CUPLIKAN DOKUMEN:
»»

Pondok Pesantren Tebuireng, Kiprahnya dari Desa Sampai Bangsa
HIDAYATUNA.COM – Pondok Pesantren Tebuireng adalah salah satu pesantren terbesar di kabupaten Jombang, Jawa Timur. Pesantren ini didirikan oleh KH. Hasyim Asy’ari pada tahun 1899. Selain materi pelajaran mengenai pengetahuan agama Islam, ilmu Syari’at, dan Bahasa Arab, pelajaran umum juga dimasukan ke dalam struktur kurikulum pengajarannya. Tebuireng bukan nama yang asing lagi bagi telinga masyarakat Indonesia. Tebuireng tak hanya dikenal sebagai salah satu satu nama pesantren tertua, lebih dari itu. Tebuireng sangat dikenal sebagai tempat bersejarah berdirinya ormas Islam terbesar di Indonesia, Nahdlatul Ulama.

««

Butir dari sumber data:

»»

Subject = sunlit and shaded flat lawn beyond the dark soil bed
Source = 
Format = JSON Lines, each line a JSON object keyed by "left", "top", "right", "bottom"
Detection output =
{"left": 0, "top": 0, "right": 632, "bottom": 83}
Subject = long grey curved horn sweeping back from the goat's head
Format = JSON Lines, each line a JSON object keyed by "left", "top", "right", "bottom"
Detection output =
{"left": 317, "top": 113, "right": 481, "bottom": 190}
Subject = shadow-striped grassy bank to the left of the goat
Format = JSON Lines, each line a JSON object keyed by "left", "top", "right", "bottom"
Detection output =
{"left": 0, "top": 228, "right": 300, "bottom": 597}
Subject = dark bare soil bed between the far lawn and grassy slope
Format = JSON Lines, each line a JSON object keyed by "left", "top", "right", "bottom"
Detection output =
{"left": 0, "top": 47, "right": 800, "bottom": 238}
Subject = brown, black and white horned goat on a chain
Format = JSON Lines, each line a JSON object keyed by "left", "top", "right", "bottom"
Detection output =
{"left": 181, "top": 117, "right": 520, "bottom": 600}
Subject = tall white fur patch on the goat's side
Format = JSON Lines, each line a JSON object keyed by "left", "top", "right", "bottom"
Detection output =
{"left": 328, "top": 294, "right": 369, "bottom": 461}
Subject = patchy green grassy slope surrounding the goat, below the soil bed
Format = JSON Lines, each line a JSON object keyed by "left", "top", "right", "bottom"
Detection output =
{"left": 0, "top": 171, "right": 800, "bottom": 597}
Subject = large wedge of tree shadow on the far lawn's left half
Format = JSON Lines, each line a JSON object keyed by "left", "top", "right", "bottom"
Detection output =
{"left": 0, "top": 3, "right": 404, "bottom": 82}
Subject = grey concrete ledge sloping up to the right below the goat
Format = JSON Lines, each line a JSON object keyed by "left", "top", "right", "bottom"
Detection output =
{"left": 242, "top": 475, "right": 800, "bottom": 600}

««

Salin seluruh teks tentang Pondok Pesantren Tebuireng tanpa mengubah apa pun. Data tersebut tidak berperan apa pun di sini.

PENYELESAIAN TUGAS:
Pondok Pesantren Tebuireng, Kiprahnya dari Desa Sampai Bangsa
HIDAYATUNA.COM – Pondok Pesantren Tebuireng adalah salah satu pesantren terbesar di kabupaten Jombang, Jawa Timur. Pesantren ini didirikan oleh KH. Hasyim Asy’ari pada tahun 1899. Selain materi pelajaran mengenai pengetahuan agama Islam, ilmu Syari’at, dan Bahasa Arab, pelajaran umum juga dimasukan ke dalam struktur kurikulum pengajarannya. Tebuireng bukan nama yang asing lagi bagi telinga masyarakat Indonesia. Tebuireng tak hanya dikenal sebagai salah satu satu nama pesantren tertua, lebih dari itu. Tebuireng sangat dikenal sebagai tempat bersejarah berdirinya ormas Islam terbesar di Indonesia, Nahdlatul Ulama.